── SELECTED EXCERPT ──

The thicknesses of the first semiconductor layer 108 and the second semiconductor layer 110 are set as appropriate according to the application of the stacked structure 100. However, the first semiconductor layer 108 and the second semiconductor layer 110 are simultaneously fabricated as described below. Therefore, the compositions and the thicknesses of the first semiconductor layer 108 and the second semiconductor layer 110 may be identical or substantially identical to each other.

1-3. Substrate and Undercoat

There are no restrictions on the material contained in the substrate 102. For example, an amorphous glass substrate, a quartz substrate, a sapphire substrate, a silicon substrate, or a substrate containing a polymer such as a polyimide, a polyamide, or an acrylic resin may be used as the substrate 102. Alternatively, a metal substrate such as a stainless steel substrate may be used. There is also no restriction on the crystallinity of the substrate 102, and either a single-crystal substrate or an amorphous substrate may be used. The substrate 102 may be flexible.

The undercoat 104, which is an optional component, is an electrically insulating film and may include, for example, a silicon-containing inorganic compound such as silicon nitride and silicon oxide as well as aluminum oxide. The undercoat 104 may have a single layer structure or may be composed of a plurality of layers of different compositions. For example, a stack of a film containing silicon oxide and a film containing silicon nitride may be used as the undercoat 104.

───

GIVEN PROBLEM A |
Arrange the entries from the line containing "Could you point to the red training" through the end of the entries as a JSON list of strings, with one string per line and blank lines left out.

── SOURCE RECORDS ──

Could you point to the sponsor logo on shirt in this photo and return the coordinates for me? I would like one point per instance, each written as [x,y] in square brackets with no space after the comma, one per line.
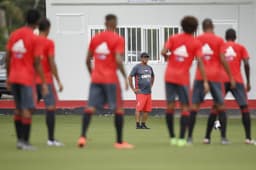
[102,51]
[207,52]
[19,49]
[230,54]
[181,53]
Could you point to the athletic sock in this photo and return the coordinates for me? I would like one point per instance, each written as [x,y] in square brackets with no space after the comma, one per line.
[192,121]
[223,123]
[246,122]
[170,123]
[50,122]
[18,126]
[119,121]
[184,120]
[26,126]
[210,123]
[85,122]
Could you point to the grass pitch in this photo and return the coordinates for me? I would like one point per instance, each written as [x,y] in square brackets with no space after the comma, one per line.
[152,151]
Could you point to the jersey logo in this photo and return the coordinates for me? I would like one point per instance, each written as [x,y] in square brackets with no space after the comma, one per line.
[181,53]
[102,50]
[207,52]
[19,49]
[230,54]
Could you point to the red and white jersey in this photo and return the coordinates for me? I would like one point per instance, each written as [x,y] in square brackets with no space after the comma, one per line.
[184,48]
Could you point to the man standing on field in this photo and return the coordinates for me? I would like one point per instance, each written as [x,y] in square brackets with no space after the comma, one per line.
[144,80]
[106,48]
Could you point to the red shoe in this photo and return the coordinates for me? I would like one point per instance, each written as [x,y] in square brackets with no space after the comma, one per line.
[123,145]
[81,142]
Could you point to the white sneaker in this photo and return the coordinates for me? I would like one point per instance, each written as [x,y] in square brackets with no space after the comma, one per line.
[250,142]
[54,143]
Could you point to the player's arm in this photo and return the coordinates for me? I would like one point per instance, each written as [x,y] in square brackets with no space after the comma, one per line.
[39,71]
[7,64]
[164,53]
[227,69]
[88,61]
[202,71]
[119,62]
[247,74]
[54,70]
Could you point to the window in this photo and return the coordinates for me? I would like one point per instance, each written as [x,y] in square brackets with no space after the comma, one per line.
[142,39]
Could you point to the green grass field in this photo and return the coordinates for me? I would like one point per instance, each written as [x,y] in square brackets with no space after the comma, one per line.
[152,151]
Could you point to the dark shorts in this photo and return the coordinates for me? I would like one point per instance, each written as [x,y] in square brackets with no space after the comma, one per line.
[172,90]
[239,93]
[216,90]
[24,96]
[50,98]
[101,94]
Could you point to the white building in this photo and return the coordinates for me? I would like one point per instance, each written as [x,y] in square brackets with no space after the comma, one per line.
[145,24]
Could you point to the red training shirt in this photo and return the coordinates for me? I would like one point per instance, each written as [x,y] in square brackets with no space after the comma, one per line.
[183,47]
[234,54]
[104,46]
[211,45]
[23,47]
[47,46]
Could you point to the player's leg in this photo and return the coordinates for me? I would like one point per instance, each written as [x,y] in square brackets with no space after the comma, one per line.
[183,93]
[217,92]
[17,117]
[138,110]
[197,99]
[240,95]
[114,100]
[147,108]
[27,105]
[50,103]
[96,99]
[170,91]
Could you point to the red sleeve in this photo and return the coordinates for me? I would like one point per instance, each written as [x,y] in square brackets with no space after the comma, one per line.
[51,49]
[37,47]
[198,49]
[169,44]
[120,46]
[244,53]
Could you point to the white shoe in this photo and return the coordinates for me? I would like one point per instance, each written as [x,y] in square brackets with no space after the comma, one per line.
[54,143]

───

GIVEN PROBLEM B |
Set down the full excerpt on the stacked structure's semiconductor layers, substrate, and undercoat, word for word.

TASK SOLUTION A |
[
  "Could you point to the red training shirt in this photo and return the coordinates for me? I would like one point per instance, each written as [x,y] in square brackets with no space after the comma, one per line.",
  "[183,47]",
  "[234,54]",
  "[104,46]",
  "[211,45]",
  "[23,47]",
  "[47,46]",
  "Could you point to the player's leg in this photo and return the coordinates for me? I would like one point per instance, each written as [x,y] in square brackets with no space after the comma, one per line.",
  "[183,93]",
  "[217,92]",
  "[17,117]",
  "[138,110]",
  "[197,99]",
  "[240,95]",
  "[114,100]",
  "[147,108]",
  "[27,105]",
  "[50,103]",
  "[96,99]",
  "[170,91]",
  "Could you point to the red sleeve in this photo and return the coordinates for me? I would like one point per instance, each written as [x,y] in square brackets with no space after the comma, one per line.",
  "[51,49]",
  "[37,47]",
  "[198,49]",
  "[169,44]",
  "[120,46]",
  "[244,53]",
  "Could you point to the white shoe in this photo and return the coordinates for me? I would like one point per instance, each written as [x,y] in square brackets with no space after the comma, one per line.",
  "[54,143]"
]

TASK SOLUTION B |
The thicknesses of the first semiconductor layer 108 and the second semiconductor layer 110 are set as appropriate according to the application of the stacked structure 100. However, the first semiconductor layer 108 and the second semiconductor layer 110 are simultaneously fabricated as described below. Therefore, the compositions and the thicknesses of the first semiconductor layer 108 and the second semiconductor layer 110 may be identical or substantially identical to each other.

1-3. Substrate and Undercoat

There are no restrictions on the material contained in the substrate 102. For example, an amorphous glass substrate, a quartz substrate, a sapphire substrate, a silicon substrate, or a substrate containing a polymer such as a polyimide, a polyamide, or an acrylic resin may be used as the substrate 102. Alternatively, a metal substrate such as a stainless steel substrate may be used. There is also no restriction on the crystallinity of the substrate 102, and either a single-crystal substrate or an amorphous substrate may be used. The substrate 102 may be flexible.

The undercoat 104, which is an optional component, is an electrically insulating film and may include, for example, a silicon-containing inorganic compound such as silicon nitride and silicon oxide as well as aluminum oxide. The undercoat 104 may have a single layer structure or may be composed of a plurality of layers of different compositions. For example, a stack of a film containing silicon oxide and a film containing silicon nitride may be used as the undercoat 104.